§ **Given exercise**
Please copy out the material below with every "bounding boxes" changed to "rectangles" and everything else left as it is, omitting the pictures.

§ **Records supplied**

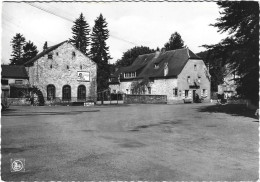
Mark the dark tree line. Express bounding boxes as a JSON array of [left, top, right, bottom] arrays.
[[205, 1, 259, 104], [10, 33, 38, 65]]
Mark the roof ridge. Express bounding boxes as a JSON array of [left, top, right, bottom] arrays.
[[24, 40, 69, 65]]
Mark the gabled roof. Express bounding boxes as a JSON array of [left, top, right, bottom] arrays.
[[110, 48, 201, 82], [24, 40, 68, 66], [1, 65, 29, 79]]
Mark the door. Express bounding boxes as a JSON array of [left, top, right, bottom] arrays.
[[192, 90, 196, 102]]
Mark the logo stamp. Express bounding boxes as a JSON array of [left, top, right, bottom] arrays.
[[11, 158, 25, 172]]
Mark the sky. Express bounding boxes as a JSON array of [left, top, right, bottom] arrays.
[[1, 2, 226, 64]]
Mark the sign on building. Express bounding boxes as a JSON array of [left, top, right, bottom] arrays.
[[77, 71, 90, 82]]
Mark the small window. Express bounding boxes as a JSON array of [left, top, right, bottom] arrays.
[[148, 87, 151, 94], [173, 88, 178, 97], [185, 90, 189, 98], [48, 54, 52, 59], [47, 85, 55, 100], [202, 89, 207, 97], [15, 80, 23, 84], [1, 80, 8, 85], [187, 76, 190, 83]]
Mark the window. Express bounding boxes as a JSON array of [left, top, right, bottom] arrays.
[[202, 89, 207, 97], [1, 80, 8, 85], [48, 54, 52, 59], [173, 88, 178, 97], [47, 85, 55, 100], [185, 90, 189, 98], [14, 80, 23, 84], [148, 87, 151, 94], [187, 76, 190, 83], [78, 85, 86, 100], [62, 85, 71, 101]]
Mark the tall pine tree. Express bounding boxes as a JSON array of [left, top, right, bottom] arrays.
[[20, 41, 38, 64], [164, 32, 184, 51], [43, 41, 48, 50], [70, 13, 90, 55], [205, 1, 259, 104], [10, 33, 25, 65], [90, 14, 110, 92]]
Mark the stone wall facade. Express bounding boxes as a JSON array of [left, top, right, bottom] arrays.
[[26, 42, 97, 101], [124, 95, 167, 104], [109, 59, 210, 103], [178, 59, 210, 102]]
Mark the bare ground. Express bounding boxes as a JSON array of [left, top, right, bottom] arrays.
[[1, 104, 259, 181]]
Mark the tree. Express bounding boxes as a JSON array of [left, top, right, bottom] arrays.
[[205, 1, 259, 104], [115, 46, 155, 67], [43, 41, 48, 50], [10, 33, 25, 65], [164, 32, 184, 51], [90, 14, 110, 92], [70, 13, 90, 55], [22, 41, 38, 65], [197, 51, 227, 92]]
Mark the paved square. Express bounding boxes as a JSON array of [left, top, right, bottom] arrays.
[[1, 104, 259, 181]]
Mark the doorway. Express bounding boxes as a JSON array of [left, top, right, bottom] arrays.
[[192, 90, 196, 102]]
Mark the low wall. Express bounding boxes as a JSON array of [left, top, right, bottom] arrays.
[[7, 98, 31, 106], [124, 95, 167, 104]]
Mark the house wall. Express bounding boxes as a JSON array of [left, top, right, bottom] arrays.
[[109, 78, 179, 100], [1, 78, 29, 97], [26, 43, 97, 100], [178, 59, 210, 101]]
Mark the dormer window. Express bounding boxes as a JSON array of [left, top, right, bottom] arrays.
[[48, 54, 52, 59], [154, 63, 159, 69], [164, 63, 169, 76], [187, 76, 190, 83], [124, 72, 136, 78]]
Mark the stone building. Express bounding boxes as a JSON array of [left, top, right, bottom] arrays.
[[218, 64, 239, 99], [25, 41, 97, 103], [1, 65, 29, 98], [109, 48, 210, 103]]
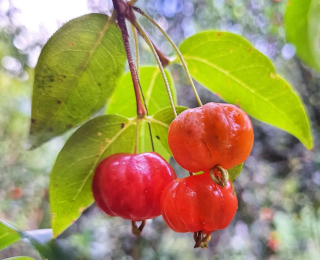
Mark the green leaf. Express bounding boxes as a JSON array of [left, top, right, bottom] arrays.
[[228, 163, 243, 182], [180, 31, 313, 149], [147, 107, 188, 154], [0, 220, 21, 250], [106, 66, 177, 158], [4, 256, 35, 260], [50, 115, 136, 237], [29, 14, 126, 148], [285, 0, 320, 73], [106, 66, 177, 117]]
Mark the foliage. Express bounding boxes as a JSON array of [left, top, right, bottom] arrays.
[[0, 0, 320, 259]]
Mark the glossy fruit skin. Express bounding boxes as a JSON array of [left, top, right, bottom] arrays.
[[168, 103, 254, 172], [161, 173, 238, 234], [92, 152, 177, 221]]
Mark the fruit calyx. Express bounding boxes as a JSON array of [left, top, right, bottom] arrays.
[[209, 165, 229, 188]]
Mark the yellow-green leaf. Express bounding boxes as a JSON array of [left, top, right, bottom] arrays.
[[29, 14, 126, 147], [180, 31, 313, 149]]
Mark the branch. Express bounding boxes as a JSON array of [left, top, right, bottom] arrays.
[[112, 0, 146, 118]]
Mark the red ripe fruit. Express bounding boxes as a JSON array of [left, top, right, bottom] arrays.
[[168, 103, 253, 172], [161, 173, 238, 247], [92, 152, 177, 221]]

§ **Worked answer**
Mark the dark tree line. Express rectangles as a JSON array of [left, top, right, bottom] arrays.
[[205, 1, 259, 104], [10, 33, 38, 65]]
Mark the roof ridge. Express rectangles as a JSON array of [left, top, right, bottom] arrays.
[[24, 40, 69, 65]]
Mark the gabled roof. Express rectangles as a JSON array of [left, top, right, bottom] arrays.
[[110, 48, 201, 82], [24, 40, 68, 66], [1, 65, 29, 79]]
Mark the door. Express rectangles as a JSON array of [left, top, right, bottom] arrays.
[[192, 90, 196, 102]]
Mark the logo stamp. Express rectangles as a JSON array of [left, top, right, bottom] arrays.
[[11, 158, 25, 172]]
Mark the sky. Express rectangles as a JSON array of [left, top, right, bottom] arrays.
[[1, 2, 226, 64]]
Mark the sign on building. Express rectangles as a JSON array of [left, top, right, bottom] arrays.
[[77, 71, 90, 82]]
Mark the small window. Express rectangles as a JSON array of [left, top, right, bottom] arrays.
[[148, 87, 151, 94], [173, 88, 178, 97], [185, 90, 189, 98], [48, 54, 52, 59], [47, 85, 55, 100], [202, 89, 207, 97], [15, 80, 23, 84], [1, 80, 8, 85], [187, 76, 190, 83]]
Mark the window. Express rectangles as a JSON array of [left, top, right, bottom] arrays.
[[202, 89, 207, 97], [1, 80, 8, 85], [48, 54, 52, 59], [173, 88, 178, 97], [47, 85, 55, 100], [185, 90, 189, 98], [14, 80, 23, 84], [148, 87, 151, 94], [187, 76, 190, 83], [78, 85, 86, 100], [62, 85, 71, 101]]
Mark the tall pine tree. Express rectangles as a JSON array of [left, top, right, bottom] arrays.
[[20, 41, 38, 64], [164, 32, 184, 51], [43, 41, 48, 50], [70, 13, 90, 55], [205, 1, 259, 104], [10, 33, 25, 65], [90, 14, 110, 92]]
Mark the stone wall facade. Express rectangles as a JSON array of [left, top, right, bottom] arrays.
[[26, 42, 97, 101], [124, 95, 167, 104], [109, 59, 210, 103], [178, 59, 210, 102]]
Mark the bare ground. Express rectangles as a JSON array of [left, top, right, bottom] arrays.
[[1, 104, 259, 181]]
Mark the tree. Express rectangles as a JSON array of [left, top, right, bottom] arrays.
[[205, 1, 259, 104], [115, 46, 155, 67], [43, 41, 48, 50], [10, 33, 25, 65], [164, 32, 184, 51], [90, 14, 110, 92], [70, 13, 90, 55], [22, 41, 38, 65], [197, 51, 227, 92]]
Mark the paved square. Express rectangles as a JSON array of [left, top, right, bottom] arrays.
[[1, 104, 259, 181]]
Mark the doorway. Express rectangles as a JSON array of [left, top, right, bottom] arrays.
[[192, 90, 196, 102]]
Mark the low wall. Express rectangles as a JSON array of [left, top, right, bottom] arrays.
[[7, 98, 31, 106], [124, 95, 167, 104]]
Mark the house wall. Express rectangles as a JSON array of [left, top, right, bottom] arrays.
[[109, 78, 179, 100], [1, 78, 29, 97], [26, 43, 97, 100], [178, 59, 210, 101]]
Mark the dormer window. Express rectangles as a JSON array of [left, top, right, bottom] arrays.
[[48, 54, 52, 59], [154, 63, 159, 69], [164, 63, 169, 76], [187, 76, 190, 83], [124, 72, 136, 78]]
Mark the stone building. Express rectangles as a JSON array of [left, top, right, bottom] arrays.
[[218, 64, 239, 99], [25, 41, 97, 103], [1, 65, 29, 98], [109, 48, 210, 103]]
Mark the green leaf. Express rectangles as a JSON array of [left, top, right, bottom] arrays.
[[228, 163, 243, 182], [180, 31, 313, 149], [147, 107, 188, 154], [0, 220, 21, 250], [106, 66, 177, 158], [4, 256, 35, 260], [50, 115, 136, 237], [29, 14, 126, 148], [285, 0, 320, 73], [106, 66, 177, 117]]
Mark the foliage. Express rectangles as a JSON array of [left, top, right, bottom] arrays.
[[0, 0, 320, 259]]
Mark the glossy fruit skin. Express rectangles as a JSON array of [left, top, right, bottom] arrays.
[[168, 103, 254, 172], [161, 173, 238, 234], [92, 152, 177, 221]]
Mark the fruit calyx. Express rectangles as a JSON array of [left, top, right, bottom] arrays.
[[209, 165, 229, 188]]
Mark the yellow-green leaf. Express rectangles as a JSON array of [left, top, right, bottom] arrays.
[[29, 14, 126, 147], [180, 31, 313, 149]]
Mark the branch. Express rectangles as a JSON array of [left, top, right, bottom] arrays.
[[112, 0, 146, 118]]
Mark the red ripe fruit. Express rectangles as a JSON array of [left, top, right, bottom] arrays.
[[168, 103, 253, 172], [161, 173, 238, 247], [92, 152, 177, 221]]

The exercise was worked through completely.